▶ [WORK INSTRUCTION]
Pull every line from the records that has the word "below" in it.

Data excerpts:
_ _ _ _ _

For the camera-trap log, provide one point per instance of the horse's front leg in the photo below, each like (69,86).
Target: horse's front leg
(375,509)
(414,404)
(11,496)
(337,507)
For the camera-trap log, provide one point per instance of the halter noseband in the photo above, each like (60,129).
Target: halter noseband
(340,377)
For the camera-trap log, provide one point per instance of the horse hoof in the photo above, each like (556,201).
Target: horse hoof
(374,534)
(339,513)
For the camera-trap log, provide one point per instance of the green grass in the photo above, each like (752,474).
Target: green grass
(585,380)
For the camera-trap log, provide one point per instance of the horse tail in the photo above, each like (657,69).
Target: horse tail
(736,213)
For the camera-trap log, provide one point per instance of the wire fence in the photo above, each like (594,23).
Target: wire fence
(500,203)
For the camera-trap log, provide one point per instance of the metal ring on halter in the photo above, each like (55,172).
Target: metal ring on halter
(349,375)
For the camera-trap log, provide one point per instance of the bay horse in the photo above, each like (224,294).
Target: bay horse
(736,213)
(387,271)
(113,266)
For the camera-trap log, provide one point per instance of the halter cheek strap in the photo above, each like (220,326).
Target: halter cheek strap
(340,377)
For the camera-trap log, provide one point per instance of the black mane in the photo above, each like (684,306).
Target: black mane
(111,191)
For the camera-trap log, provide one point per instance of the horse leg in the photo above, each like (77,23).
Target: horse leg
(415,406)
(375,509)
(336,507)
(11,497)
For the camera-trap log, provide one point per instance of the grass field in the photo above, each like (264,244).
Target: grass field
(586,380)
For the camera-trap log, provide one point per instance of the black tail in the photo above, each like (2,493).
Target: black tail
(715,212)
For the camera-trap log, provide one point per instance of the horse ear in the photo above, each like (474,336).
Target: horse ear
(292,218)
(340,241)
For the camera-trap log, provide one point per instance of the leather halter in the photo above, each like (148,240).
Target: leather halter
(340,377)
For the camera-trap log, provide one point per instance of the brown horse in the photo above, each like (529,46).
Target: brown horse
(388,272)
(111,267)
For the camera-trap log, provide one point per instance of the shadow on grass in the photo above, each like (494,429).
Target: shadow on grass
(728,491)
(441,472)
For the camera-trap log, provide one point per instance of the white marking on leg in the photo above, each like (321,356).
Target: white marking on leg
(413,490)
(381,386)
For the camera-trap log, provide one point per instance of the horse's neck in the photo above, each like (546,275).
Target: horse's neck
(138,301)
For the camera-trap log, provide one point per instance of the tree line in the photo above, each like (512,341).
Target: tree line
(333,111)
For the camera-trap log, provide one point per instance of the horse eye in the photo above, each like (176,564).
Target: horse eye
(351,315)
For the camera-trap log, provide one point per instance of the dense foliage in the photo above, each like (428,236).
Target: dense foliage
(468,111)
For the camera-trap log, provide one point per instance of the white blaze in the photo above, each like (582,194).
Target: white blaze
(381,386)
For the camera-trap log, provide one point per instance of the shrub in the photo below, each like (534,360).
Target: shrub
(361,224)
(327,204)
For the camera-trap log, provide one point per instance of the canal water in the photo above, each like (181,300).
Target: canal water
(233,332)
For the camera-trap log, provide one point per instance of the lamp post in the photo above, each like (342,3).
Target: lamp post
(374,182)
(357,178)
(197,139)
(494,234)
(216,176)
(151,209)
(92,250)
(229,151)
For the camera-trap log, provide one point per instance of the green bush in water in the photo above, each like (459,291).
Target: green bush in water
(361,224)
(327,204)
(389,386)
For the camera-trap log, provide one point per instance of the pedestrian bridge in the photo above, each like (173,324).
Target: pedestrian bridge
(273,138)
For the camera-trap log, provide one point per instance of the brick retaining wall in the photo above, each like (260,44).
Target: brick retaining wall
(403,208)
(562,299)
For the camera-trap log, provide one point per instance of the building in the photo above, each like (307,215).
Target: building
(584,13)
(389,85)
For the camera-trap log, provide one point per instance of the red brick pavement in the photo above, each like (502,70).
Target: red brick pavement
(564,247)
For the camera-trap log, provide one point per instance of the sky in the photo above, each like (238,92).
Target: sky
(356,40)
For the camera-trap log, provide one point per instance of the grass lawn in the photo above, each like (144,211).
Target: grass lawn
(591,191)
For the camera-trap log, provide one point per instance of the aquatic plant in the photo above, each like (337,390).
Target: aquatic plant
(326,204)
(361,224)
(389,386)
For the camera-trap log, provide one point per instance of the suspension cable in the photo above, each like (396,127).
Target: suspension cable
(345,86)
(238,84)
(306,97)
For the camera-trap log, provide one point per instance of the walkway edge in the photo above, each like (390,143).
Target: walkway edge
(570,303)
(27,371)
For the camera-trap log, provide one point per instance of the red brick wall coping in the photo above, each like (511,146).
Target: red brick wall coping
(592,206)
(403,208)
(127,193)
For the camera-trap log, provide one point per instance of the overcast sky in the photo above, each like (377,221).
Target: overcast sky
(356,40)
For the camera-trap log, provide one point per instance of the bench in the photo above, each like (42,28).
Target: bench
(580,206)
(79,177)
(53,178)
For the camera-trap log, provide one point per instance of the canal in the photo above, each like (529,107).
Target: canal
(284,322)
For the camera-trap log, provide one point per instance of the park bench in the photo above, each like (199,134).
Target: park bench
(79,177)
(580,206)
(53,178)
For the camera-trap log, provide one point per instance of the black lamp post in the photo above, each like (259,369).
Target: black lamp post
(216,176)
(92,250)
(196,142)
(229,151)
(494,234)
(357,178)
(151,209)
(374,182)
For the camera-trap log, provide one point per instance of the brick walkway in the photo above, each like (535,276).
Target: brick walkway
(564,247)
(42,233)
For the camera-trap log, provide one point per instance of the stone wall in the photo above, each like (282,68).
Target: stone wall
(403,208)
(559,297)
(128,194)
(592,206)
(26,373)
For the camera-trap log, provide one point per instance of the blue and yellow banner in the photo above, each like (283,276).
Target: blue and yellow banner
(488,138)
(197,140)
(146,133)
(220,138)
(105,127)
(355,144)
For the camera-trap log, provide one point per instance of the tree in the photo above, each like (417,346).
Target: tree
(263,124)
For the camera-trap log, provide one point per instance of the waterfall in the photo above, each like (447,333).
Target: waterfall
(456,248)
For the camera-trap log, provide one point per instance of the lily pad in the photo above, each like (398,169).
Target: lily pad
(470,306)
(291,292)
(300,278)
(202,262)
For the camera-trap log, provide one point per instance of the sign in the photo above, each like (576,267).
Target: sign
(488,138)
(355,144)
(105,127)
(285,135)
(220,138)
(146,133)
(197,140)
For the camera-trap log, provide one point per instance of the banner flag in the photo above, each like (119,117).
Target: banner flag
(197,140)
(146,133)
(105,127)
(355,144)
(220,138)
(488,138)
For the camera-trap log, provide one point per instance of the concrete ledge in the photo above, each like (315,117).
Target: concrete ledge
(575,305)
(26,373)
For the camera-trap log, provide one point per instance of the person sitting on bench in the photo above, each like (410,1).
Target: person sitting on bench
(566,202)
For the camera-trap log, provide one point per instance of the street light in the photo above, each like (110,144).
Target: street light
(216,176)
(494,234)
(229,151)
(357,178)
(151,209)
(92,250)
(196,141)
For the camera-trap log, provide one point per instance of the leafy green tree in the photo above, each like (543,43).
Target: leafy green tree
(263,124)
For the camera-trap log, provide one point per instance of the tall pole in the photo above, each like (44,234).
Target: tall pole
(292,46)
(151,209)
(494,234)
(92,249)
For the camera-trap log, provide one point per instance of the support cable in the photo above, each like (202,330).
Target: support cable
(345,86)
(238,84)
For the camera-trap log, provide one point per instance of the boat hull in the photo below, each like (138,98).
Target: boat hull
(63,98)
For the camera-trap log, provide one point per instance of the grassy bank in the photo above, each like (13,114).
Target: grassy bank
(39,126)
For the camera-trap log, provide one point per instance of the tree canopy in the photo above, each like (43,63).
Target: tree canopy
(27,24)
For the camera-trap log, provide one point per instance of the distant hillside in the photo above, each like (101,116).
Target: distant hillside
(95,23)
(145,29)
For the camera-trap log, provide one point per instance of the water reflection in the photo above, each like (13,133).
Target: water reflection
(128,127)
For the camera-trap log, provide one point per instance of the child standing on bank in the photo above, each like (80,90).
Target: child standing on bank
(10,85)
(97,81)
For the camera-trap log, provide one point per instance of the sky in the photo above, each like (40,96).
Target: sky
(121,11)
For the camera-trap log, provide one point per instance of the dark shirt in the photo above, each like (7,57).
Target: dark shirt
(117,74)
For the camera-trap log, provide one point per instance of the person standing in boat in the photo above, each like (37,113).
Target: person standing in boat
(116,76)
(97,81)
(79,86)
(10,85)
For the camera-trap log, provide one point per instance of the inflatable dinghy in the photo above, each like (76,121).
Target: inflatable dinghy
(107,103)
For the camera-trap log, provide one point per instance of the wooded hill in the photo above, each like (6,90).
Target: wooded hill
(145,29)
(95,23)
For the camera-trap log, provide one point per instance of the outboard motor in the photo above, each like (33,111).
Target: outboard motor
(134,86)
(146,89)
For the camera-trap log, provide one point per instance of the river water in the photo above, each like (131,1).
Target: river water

_ _ _ _ _

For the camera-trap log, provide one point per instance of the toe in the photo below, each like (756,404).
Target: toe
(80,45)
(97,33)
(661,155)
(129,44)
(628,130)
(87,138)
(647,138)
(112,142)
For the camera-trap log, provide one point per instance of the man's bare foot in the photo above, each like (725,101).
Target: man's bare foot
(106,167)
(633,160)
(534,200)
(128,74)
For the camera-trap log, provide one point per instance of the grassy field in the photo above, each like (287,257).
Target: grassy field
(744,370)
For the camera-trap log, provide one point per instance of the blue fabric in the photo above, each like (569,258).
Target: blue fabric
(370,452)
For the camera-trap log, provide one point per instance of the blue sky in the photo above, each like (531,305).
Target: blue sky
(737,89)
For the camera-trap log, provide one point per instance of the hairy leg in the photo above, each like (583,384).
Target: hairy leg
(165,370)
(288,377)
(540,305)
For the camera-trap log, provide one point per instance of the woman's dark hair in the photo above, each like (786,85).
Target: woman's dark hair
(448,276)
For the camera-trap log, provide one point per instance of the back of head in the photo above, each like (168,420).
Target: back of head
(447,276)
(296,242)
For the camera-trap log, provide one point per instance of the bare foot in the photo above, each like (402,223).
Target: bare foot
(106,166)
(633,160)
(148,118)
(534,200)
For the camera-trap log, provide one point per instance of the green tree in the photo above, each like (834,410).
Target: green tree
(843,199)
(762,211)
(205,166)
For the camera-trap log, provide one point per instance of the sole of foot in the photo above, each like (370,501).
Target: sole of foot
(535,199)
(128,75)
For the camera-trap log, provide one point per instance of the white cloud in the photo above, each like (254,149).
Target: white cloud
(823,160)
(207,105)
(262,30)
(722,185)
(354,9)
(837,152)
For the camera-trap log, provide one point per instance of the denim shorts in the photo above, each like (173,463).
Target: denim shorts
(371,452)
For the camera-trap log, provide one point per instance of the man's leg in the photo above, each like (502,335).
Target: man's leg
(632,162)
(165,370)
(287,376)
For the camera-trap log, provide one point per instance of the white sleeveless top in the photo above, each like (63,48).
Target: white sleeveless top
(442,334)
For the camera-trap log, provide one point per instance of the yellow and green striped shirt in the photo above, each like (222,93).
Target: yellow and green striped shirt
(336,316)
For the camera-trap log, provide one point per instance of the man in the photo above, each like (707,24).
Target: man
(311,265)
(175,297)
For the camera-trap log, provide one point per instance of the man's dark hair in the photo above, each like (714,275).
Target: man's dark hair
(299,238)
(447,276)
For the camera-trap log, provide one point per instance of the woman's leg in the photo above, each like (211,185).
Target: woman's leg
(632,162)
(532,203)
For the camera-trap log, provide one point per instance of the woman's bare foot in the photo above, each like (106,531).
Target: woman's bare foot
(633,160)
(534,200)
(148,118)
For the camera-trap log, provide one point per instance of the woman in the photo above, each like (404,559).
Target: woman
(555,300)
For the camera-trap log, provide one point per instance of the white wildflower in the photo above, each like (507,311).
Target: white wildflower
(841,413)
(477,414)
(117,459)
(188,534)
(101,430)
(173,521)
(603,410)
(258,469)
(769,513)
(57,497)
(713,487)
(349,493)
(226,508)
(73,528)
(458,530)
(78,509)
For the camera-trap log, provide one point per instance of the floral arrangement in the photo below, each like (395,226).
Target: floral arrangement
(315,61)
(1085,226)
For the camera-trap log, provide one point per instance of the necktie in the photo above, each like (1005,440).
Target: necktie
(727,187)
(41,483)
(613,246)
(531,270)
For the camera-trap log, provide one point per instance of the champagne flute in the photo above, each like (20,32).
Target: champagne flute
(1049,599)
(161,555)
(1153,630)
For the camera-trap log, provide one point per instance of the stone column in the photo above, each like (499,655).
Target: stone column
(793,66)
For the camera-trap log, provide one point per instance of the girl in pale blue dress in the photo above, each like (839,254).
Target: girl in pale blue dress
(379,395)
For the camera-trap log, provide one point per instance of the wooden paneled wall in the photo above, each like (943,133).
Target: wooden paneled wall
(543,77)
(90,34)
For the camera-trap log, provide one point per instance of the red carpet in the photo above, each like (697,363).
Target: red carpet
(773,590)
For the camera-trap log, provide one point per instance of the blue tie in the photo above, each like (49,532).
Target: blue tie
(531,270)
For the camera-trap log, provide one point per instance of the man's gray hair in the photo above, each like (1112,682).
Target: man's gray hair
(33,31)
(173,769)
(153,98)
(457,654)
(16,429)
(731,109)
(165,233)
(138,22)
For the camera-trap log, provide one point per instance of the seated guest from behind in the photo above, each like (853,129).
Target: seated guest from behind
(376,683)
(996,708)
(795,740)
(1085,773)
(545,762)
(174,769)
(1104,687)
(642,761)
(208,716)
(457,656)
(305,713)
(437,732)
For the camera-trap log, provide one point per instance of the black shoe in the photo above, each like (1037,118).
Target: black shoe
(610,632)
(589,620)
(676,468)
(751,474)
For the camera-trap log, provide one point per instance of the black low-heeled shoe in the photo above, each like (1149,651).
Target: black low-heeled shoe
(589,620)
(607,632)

_ _ _ _ _

▶ [ANSWER FOR THE TASK]
For the camera-trap log, provide one point per instance of the horse's front leg in the photo below, each like (69,86).
For the camera-trap log, provide one point per instance of the shrub in the photo below, each like (534,360).
For the camera-trap log, provide one point per instance of the boat hull in the photo below, each like (138,98).
For the camera-trap log, provide one point per instance of the toe in the photo below, each like (756,404).
For the camera-trap log, provide one point per instance of the floral arrangement in the photo below, each like (395,226).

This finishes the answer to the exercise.